[START OF Data for processing]
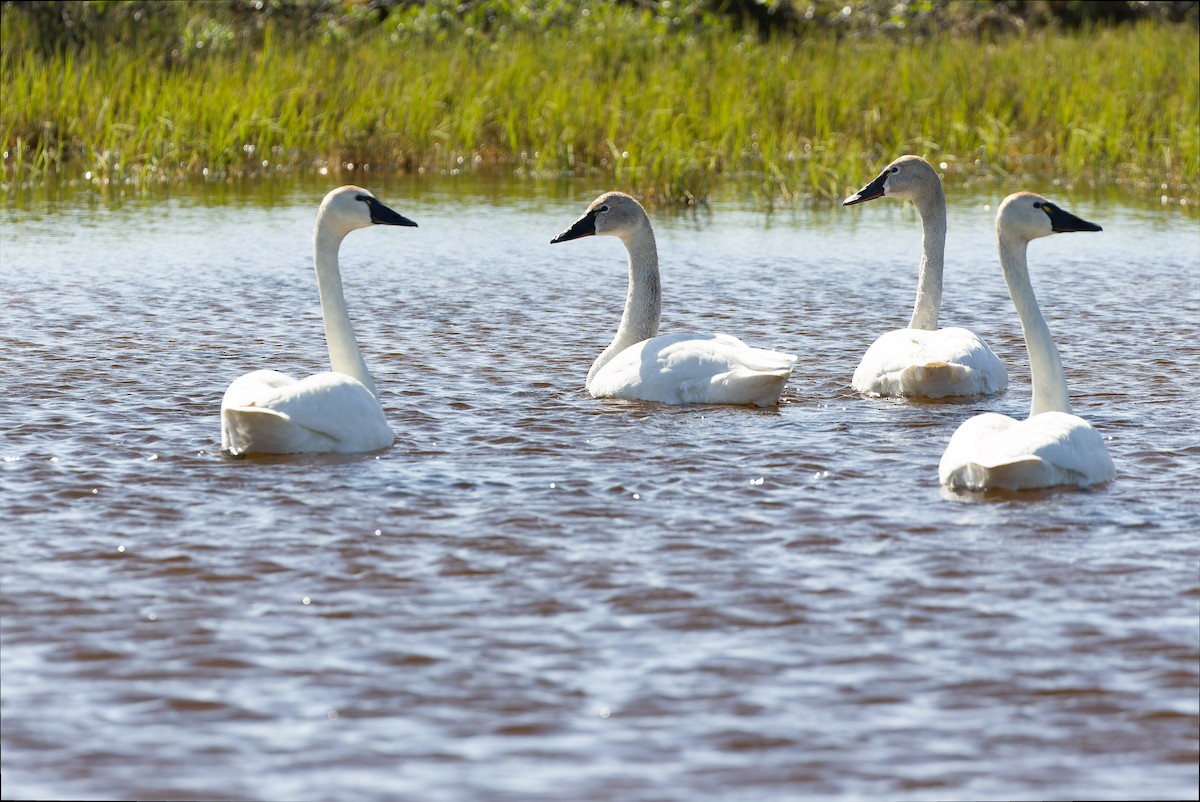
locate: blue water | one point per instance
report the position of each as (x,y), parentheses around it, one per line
(538,596)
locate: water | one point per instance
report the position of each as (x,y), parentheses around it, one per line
(539,596)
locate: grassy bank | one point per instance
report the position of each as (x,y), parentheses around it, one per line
(670,108)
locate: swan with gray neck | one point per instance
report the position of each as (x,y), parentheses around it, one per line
(1051,447)
(640,364)
(923,360)
(268,412)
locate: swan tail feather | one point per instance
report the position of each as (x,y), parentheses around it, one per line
(739,385)
(261,430)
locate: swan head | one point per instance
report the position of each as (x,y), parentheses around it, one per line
(1027,216)
(909,177)
(352,207)
(613,213)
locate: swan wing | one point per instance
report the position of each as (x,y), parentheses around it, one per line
(267,412)
(929,364)
(695,369)
(1047,450)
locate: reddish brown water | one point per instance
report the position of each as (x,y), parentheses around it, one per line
(539,596)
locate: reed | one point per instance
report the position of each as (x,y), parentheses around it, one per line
(672,111)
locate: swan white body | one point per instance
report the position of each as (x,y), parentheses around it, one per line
(268,412)
(922,359)
(1051,447)
(642,365)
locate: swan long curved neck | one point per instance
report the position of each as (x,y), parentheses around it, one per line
(343,347)
(1045,369)
(643,303)
(931,208)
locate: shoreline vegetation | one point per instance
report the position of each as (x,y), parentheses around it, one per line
(671,100)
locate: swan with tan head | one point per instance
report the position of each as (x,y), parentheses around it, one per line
(923,360)
(1051,447)
(643,365)
(268,412)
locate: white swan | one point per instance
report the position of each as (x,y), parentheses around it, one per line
(268,412)
(1051,447)
(672,367)
(924,360)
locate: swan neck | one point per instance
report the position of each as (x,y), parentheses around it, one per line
(931,208)
(343,347)
(643,303)
(1045,369)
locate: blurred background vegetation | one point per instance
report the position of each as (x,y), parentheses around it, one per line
(792,99)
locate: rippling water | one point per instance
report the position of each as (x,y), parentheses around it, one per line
(539,596)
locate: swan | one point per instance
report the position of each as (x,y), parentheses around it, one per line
(643,365)
(268,412)
(1051,447)
(922,359)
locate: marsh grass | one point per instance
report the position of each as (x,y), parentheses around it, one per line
(670,113)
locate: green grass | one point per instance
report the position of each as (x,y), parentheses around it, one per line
(672,112)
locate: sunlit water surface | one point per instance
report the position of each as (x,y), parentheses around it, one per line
(538,596)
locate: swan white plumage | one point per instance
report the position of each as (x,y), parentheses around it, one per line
(642,365)
(923,360)
(1051,447)
(268,412)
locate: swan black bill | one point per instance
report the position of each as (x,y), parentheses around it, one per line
(1063,221)
(869,192)
(585,226)
(382,215)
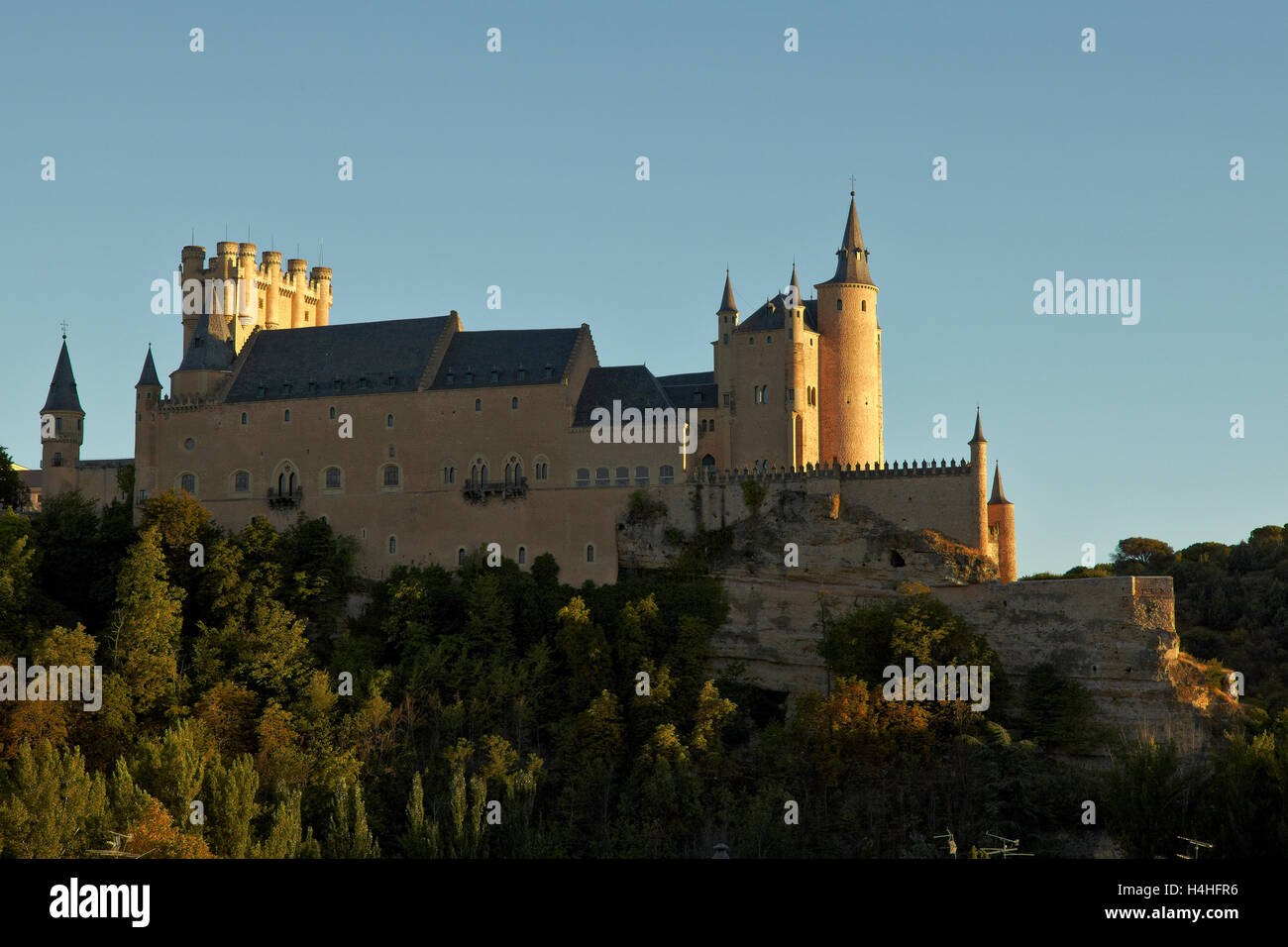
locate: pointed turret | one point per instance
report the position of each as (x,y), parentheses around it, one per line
[END OF Data for processing]
- _Objective_:
Could you copy the records word for word, from the line containing "locate: swan white plumage" through the final line of the records, inclusive? Leave out the pictures.

- _Solved problem_:
locate: swan white plumage | one point per instance
report the position of each as (x,y), parentheses around it, one per line
(642,365)
(923,360)
(1051,447)
(268,412)
locate: swan black bill | one point per instance
report the position of each as (x,y), parentheses around it, one per line
(1063,221)
(869,192)
(585,226)
(382,215)
locate: pointed turret | one point per instance
report the position of each as (x,y), parentheses around it, one per line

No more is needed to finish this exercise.